:: Textauszug ::
======

Stürmisch bläst uns der Wind ins Gesicht. Das Meer ist aufgewühlt, weiße Schaumkronen spülen mit jeder Welle an den Strand.
Wir sind dennoch nicht die Einzigen, die heute am Strand unterwegs sind. Mit Mützen auf dem Kopf oder fest verschnürten Kapuzen trotzen die Spaziergänger Windstärke 6 und genießen Strand und Meer an diesem Herbsttag.
Eine Kirche am Strand
Der Strandort Katwijk aan Zee ist etwas anders als seine Nachbarn Noordwijk und Scheveningen. Am Strandboulevard findet man keine großen Hotels, kein Haus hat mehr als vier Stockwerke. Nur der Turm der Andreaskirche ragt über die Dächer der Häuser, die in der ersten Reihe an der Küste liegen.
Dass die Kirche direkt am Strand steht, war nicht immer so, erfahren wir von Marian Krijgsman. Sie zeigt uns nicht nur einige Besonderheiten ihres Heimatorts Katwijk, sie weiß auch einiges über dessen Geschichte.
Früher stand die Kirche, die bereits rund 1460 gebaut wurde, mitten im Dorf. Die Allerheiligenflut im Jahr 1570 riss die ersten Häuserreihen an der Nordsee jedoch mit sich, sodass die Kirche plötzlich direkt an der Küste stand.
Auch der erste Leuchtturm fiel dieser Flut zum Opfer und musste weiter landeinwärts neu erbaut werden. Er steht dort noch heute, auch wenn er inzwischen keine Funktion mehr hat. In den Sommermonaten erfreut er sich bei Touristen jedoch großer Beliebtheit. Gegen kleines Geld kann man ihn besteigen und die Aussicht auf Katwijk, den Strand und das Meer genießen.
Beschaulichkeit und Küstenschutz
Wer seinen Urlaub in Katwijk verbringt, schätzt das Beschauliche des Ortes. Kleine Hotels und Pensionen bieten den Touristen Unterkunft. So mancher Einwohner hat ein Bed & Breakfast im Haus oder vermietet Fremdenzimmer.

======

:: Aufgabe A ::
Wann wurde die Kirche laut dem Textauszug über Katwijk gebaut?
:: Aufgabe B ::
Schreibe den Textauszug über Katwijk im Anschluss an seinen letzten Satz weiter.
Die Datensätze stehen in keinem Zusammenhang mit dem Textauszug über Katwijk.

:: Annotierte Koordinatendatensätze ::
======

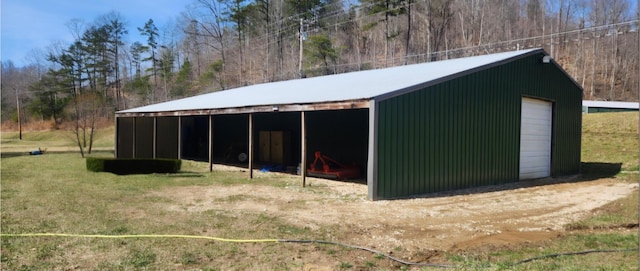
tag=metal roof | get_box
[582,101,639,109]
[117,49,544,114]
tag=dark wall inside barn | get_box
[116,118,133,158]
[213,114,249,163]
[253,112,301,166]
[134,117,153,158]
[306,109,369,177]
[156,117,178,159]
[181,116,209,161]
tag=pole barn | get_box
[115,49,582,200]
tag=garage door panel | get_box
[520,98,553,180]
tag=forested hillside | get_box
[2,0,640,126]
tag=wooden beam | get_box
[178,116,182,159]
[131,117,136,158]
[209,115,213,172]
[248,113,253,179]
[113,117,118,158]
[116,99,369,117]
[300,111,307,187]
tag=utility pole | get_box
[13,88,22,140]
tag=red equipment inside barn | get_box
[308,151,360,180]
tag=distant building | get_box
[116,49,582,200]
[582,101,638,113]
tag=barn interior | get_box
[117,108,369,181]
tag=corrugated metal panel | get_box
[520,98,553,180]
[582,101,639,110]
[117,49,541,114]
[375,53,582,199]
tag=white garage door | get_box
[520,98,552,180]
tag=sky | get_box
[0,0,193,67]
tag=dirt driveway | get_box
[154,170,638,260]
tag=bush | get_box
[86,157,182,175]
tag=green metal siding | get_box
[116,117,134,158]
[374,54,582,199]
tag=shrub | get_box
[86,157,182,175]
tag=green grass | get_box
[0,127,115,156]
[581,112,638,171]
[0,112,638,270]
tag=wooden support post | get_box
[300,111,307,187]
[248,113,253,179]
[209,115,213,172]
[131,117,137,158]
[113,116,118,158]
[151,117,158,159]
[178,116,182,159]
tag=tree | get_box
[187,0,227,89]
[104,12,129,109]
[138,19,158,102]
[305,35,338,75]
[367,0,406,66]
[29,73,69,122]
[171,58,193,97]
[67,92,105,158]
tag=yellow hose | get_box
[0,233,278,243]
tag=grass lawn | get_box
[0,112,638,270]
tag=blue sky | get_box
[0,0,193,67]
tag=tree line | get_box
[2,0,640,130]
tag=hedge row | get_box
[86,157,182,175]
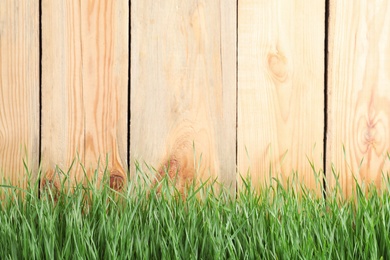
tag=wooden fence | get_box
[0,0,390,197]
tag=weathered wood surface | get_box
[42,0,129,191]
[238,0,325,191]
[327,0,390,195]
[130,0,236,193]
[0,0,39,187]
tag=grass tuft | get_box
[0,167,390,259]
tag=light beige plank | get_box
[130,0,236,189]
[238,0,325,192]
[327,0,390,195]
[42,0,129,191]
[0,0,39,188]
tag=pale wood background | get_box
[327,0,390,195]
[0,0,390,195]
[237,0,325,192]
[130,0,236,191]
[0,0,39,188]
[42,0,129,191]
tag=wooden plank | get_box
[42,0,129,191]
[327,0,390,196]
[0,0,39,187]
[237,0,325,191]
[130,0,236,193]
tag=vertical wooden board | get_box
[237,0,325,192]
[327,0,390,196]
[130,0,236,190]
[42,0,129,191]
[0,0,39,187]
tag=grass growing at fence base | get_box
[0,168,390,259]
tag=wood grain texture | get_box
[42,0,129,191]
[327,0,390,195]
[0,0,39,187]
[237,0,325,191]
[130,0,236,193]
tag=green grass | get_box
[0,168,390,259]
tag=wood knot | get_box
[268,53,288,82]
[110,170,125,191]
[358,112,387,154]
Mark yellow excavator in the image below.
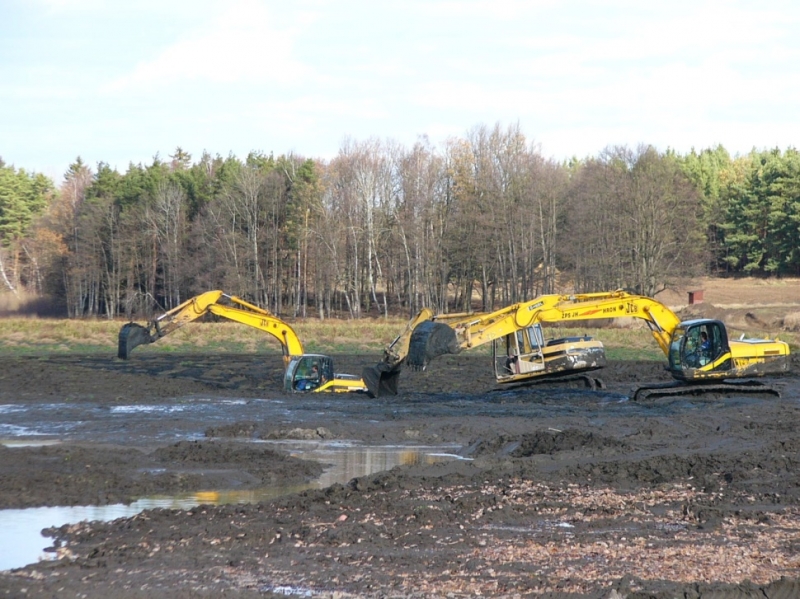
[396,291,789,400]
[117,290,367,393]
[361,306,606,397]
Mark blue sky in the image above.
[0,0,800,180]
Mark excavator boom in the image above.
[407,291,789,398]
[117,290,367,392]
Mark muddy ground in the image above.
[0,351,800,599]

======

:: Endgültige Antwort A ::
Sie wurde bereits rund 1460 gebaut.

:: Endgültige Antwort B ::
Am Strandboulevard reihen sich nicht unzählige Kneipen, Souvenirshops und Casinos aneinander. In der ersten Reihe am Meer stehen vielfach einfache Wohnhäuser aus den 50er-Jahren, die von den Katwijkern selbst bewohnt werden.
Restaurants für die Gäste gibt es dennoch genug im Ort und auch am Strand stehen einige Strand-Pavillons, die teilweise sogar das ganze Jahr über geöffnet haben. Die Strandhäuschen dagegen, die man dort für einen Urlaub mieten kann, müssen in der Wintersaison abgebaut werden. Sie sind nicht solide genug, um den Winter am Strand zu überstehen.
Im Herbst und Winter setzen Wind und Wasser dem Strand nämlich ganz schön zu. In den vergangenen Jahren musste deshalb in Sachen Küstenschutz einiges getan werden. Ein verstärkter Deich wurde notwendig und ein breiteres Dünengebiet musste zum Schutz des Ortes angelegt werden.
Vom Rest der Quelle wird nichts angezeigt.